## Direction
Locate every line in the records below that contains the word "banner", and copy each such line. Case matters.

-- BEGIN --

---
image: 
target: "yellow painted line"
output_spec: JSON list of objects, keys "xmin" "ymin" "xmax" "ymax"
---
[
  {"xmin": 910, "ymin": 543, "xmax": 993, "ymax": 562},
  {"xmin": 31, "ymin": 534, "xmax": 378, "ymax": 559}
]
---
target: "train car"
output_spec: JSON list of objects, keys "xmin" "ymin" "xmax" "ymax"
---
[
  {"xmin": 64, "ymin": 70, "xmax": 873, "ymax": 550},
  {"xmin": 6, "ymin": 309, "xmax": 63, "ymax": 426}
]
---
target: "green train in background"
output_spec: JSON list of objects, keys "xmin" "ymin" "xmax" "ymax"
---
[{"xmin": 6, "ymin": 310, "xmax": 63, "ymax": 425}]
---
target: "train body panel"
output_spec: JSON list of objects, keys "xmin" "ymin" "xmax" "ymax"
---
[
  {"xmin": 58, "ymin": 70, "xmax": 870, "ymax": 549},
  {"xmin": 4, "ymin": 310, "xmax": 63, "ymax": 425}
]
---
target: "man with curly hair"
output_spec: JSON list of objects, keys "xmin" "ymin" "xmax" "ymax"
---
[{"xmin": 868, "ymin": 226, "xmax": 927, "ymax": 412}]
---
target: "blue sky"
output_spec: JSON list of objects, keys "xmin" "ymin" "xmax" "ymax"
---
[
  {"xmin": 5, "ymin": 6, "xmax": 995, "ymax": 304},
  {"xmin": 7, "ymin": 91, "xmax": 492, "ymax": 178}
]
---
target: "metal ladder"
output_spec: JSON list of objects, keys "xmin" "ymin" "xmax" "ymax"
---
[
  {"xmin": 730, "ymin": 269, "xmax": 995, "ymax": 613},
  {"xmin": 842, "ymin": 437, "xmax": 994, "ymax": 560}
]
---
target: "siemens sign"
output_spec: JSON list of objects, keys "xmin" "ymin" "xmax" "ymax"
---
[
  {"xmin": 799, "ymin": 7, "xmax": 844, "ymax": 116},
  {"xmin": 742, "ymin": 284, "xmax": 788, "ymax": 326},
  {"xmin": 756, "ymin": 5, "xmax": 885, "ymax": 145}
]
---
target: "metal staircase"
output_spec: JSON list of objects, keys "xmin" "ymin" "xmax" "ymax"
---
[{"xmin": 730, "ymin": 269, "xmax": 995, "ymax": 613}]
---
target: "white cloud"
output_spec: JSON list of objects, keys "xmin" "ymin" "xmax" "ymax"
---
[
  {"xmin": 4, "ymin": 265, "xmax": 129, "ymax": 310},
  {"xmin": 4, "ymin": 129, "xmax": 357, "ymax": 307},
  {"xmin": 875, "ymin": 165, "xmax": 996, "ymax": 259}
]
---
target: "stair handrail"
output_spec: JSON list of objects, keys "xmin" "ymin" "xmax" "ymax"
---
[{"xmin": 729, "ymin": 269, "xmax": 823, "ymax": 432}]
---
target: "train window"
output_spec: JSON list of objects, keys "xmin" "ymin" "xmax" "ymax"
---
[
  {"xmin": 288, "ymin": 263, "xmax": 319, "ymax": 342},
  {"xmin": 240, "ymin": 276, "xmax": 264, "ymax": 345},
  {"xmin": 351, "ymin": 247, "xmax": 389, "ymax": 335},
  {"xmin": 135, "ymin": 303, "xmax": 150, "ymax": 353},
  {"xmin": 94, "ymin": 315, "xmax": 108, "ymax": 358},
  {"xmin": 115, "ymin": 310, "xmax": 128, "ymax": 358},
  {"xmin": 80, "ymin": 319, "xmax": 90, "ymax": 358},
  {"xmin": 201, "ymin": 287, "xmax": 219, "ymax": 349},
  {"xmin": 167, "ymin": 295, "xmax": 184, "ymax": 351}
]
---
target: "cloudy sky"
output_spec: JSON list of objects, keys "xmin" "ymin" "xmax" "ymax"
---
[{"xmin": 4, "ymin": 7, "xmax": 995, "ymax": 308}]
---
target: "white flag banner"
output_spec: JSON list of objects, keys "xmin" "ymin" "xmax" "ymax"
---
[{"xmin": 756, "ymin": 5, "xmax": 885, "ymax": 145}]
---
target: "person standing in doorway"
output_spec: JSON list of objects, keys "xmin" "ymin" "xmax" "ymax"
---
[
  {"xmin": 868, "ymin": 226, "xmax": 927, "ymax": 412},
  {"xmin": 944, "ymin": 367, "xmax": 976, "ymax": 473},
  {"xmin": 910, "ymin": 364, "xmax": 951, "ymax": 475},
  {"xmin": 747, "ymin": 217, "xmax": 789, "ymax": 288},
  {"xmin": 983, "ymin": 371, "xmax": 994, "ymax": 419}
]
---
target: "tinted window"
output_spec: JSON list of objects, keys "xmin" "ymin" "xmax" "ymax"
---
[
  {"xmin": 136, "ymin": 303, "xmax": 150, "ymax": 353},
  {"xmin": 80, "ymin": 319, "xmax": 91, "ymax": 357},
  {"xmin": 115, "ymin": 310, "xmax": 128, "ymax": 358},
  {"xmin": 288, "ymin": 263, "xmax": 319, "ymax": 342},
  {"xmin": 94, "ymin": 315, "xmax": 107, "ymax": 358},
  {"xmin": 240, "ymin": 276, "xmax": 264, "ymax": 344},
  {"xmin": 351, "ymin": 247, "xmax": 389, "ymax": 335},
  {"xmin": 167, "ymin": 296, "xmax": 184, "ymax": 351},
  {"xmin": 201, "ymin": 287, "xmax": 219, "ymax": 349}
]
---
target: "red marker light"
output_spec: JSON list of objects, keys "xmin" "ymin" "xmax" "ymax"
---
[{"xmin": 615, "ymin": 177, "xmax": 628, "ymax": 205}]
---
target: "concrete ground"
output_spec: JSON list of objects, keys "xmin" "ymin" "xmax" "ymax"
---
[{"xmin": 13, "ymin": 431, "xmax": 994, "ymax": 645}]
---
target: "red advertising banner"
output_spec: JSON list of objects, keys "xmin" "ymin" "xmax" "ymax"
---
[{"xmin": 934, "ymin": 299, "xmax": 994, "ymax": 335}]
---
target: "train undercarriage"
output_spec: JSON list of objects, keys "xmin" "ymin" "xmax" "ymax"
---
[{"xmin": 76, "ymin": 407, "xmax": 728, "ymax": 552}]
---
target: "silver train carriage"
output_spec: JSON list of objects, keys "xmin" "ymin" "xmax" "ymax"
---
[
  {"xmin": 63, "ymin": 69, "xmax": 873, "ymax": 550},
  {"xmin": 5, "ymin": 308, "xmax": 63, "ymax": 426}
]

-- END --

## Complete answer
target: "white flag banner"
target: "red advertising banner"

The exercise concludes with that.